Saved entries

»»

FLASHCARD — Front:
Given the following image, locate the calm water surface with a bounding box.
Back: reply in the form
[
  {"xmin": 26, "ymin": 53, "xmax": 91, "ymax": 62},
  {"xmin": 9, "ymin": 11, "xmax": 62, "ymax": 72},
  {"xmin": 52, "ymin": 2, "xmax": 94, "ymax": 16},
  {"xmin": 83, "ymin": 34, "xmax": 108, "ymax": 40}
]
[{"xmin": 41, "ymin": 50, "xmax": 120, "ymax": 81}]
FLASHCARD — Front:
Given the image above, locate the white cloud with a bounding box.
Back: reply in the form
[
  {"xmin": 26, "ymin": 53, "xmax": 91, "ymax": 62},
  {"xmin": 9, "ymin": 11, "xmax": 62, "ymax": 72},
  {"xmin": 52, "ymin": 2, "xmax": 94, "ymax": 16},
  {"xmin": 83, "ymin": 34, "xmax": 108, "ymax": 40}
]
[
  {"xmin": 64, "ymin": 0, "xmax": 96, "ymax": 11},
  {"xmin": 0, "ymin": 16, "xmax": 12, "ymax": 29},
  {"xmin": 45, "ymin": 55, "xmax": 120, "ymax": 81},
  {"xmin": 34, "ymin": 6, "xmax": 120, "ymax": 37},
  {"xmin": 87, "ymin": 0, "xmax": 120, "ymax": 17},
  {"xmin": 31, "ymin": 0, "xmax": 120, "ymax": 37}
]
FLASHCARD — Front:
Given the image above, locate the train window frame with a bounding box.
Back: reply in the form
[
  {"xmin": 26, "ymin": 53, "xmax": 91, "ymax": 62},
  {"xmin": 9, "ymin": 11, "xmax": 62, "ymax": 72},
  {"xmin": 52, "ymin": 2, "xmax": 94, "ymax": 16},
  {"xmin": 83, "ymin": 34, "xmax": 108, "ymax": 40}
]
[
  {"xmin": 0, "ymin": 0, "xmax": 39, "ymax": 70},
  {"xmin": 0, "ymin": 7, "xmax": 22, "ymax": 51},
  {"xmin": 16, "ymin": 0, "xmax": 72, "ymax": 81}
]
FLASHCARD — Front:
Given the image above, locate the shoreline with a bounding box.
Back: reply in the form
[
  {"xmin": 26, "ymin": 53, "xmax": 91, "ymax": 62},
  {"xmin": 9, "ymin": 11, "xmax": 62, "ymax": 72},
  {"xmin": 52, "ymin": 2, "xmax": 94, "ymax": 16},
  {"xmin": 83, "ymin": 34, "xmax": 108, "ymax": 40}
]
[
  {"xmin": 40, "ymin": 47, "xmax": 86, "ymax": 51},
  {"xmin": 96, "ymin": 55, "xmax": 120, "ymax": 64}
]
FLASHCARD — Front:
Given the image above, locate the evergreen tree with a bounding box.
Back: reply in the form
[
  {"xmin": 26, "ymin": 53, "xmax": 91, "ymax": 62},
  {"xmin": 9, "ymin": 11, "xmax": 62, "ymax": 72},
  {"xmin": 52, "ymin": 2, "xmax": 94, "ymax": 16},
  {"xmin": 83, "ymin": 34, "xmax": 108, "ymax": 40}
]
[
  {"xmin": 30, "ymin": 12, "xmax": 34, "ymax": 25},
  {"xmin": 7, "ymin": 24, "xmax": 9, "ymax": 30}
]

««

If a line of the entries holds the word "with", copy it out.

Given the following image, locate the calm water surface with a bounding box.
Given the image above, locate the white cloud with a bounding box.
Given the image above, locate the train window frame with a bounding box.
Given the image above, locate the shoreline with a bounding box.
Given the image above, locate the evergreen tree with a bounding box.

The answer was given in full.